● Problem to work on: Find the line that contains "Where can the person". Then set down that line and all the lines after it, to the end of the records, exactly and with nothing added.

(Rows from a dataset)

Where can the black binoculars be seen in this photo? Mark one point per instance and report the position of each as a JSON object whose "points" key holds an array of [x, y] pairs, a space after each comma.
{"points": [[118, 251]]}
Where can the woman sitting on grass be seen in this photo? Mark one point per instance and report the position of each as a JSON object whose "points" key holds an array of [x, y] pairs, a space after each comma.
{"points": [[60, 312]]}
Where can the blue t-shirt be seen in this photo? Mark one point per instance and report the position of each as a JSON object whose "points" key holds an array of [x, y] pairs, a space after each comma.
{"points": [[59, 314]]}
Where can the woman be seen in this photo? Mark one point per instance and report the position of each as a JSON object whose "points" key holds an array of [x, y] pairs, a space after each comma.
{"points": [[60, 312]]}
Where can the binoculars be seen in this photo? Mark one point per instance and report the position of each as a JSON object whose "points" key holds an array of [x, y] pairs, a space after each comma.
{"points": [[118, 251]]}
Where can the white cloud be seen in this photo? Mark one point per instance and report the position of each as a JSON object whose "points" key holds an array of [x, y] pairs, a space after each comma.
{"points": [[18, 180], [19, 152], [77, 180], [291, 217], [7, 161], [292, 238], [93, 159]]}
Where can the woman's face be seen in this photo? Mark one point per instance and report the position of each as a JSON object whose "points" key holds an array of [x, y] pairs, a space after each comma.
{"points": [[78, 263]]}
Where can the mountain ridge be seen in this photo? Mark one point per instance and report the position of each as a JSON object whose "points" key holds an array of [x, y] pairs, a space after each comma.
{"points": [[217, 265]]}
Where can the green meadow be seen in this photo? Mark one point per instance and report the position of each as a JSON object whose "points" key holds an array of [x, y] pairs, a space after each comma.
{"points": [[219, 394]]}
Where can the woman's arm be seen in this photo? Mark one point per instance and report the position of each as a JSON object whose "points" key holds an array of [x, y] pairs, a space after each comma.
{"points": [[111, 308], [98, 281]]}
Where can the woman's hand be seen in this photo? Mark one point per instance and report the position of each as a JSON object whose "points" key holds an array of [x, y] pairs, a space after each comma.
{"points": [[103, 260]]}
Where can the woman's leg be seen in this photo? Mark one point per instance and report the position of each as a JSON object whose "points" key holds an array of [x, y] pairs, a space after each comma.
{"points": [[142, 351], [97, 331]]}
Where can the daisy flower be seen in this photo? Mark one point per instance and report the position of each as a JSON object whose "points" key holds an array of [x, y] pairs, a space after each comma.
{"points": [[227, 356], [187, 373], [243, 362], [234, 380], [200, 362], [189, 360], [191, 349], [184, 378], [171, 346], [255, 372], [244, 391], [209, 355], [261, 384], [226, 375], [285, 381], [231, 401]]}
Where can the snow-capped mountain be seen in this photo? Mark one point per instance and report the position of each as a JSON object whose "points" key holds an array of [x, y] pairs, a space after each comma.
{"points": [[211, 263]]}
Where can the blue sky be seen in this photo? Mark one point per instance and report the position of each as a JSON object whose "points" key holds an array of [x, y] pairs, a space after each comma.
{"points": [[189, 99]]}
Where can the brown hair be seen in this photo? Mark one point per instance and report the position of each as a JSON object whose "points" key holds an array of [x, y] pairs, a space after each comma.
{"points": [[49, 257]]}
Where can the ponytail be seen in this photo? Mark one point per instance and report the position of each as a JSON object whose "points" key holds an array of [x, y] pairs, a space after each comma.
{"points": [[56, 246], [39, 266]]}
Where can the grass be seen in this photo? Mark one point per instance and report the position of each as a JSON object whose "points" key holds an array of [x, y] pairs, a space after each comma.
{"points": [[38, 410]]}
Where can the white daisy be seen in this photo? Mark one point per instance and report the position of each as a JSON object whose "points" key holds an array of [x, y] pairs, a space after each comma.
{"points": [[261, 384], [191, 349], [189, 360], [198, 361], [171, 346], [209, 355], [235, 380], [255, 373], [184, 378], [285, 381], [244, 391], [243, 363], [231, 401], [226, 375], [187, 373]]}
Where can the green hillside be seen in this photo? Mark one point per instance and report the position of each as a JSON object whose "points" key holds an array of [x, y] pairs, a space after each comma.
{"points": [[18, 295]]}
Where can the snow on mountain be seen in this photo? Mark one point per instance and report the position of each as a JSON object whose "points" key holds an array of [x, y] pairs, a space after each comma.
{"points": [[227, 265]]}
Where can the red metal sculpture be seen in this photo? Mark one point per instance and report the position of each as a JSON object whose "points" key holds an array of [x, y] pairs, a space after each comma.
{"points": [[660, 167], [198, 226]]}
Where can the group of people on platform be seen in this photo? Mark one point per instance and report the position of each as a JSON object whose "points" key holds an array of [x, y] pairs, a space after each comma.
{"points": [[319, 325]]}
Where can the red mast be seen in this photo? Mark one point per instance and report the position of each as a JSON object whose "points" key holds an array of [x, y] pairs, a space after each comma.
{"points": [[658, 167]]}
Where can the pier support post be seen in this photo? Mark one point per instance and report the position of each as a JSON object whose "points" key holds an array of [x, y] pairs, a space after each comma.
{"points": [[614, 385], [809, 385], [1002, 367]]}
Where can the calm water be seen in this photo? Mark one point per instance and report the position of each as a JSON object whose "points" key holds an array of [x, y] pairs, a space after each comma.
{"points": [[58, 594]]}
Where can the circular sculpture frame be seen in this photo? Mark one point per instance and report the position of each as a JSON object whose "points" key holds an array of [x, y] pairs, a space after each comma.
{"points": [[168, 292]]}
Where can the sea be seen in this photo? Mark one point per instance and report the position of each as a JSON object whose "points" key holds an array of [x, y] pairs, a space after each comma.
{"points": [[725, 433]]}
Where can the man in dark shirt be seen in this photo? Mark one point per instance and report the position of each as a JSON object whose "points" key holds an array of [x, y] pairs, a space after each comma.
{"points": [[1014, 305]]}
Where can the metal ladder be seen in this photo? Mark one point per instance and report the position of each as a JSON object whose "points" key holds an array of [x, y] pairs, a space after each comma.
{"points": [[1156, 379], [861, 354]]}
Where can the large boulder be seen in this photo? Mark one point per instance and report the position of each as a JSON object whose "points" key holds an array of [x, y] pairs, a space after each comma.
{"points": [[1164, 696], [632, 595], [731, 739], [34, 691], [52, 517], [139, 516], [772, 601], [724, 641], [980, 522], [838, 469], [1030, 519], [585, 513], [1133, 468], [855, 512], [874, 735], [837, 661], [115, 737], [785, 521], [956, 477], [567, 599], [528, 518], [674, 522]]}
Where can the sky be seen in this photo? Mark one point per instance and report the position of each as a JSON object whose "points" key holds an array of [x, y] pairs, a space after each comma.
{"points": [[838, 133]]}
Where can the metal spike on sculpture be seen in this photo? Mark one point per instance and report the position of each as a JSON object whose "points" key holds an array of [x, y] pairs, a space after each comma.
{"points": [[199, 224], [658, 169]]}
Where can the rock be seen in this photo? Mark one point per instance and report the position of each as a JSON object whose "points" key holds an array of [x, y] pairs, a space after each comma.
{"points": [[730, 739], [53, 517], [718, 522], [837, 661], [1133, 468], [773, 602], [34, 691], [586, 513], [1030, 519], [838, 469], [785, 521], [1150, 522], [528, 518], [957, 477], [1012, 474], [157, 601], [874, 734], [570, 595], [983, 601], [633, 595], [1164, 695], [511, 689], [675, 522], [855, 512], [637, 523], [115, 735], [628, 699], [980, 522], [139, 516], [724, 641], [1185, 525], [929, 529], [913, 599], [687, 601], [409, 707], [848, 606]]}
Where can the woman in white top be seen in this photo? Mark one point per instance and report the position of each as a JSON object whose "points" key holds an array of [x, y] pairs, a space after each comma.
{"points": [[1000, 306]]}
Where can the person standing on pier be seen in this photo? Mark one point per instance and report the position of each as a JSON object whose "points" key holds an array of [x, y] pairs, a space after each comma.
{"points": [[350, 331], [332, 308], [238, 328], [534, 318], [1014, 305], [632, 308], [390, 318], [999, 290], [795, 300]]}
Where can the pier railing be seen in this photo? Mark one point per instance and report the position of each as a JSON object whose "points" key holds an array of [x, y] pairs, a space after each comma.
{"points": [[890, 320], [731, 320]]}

● Result for this exercise:
Where can the person standing on pier be seen in this photo? Mark one point per instance and report the position of each as a JSON object whose "points" key holds an array of [x, y] pairs, a space after each comma.
{"points": [[350, 331], [332, 308], [238, 328], [534, 318], [1014, 305], [632, 308], [390, 318], [999, 290], [795, 300]]}
Where can the pier railing be seen in this photo? Mark one point per instance and report the position of each as a JSON object whose "points" key holds an array of [x, y] pairs, a space after each comma.
{"points": [[890, 320], [731, 320]]}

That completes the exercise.